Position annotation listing
>>

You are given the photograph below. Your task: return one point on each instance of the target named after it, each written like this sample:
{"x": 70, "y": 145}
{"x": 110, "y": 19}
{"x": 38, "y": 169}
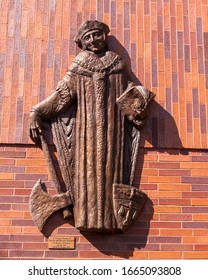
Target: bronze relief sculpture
{"x": 95, "y": 114}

<<

Copy out the listing above word for word, leaving out the pictures.

You are given the photograph below. Your task: return one point on each instance of the target named after it, each written like this sample:
{"x": 70, "y": 145}
{"x": 110, "y": 19}
{"x": 38, "y": 169}
Target: bronze relief sculpture
{"x": 95, "y": 114}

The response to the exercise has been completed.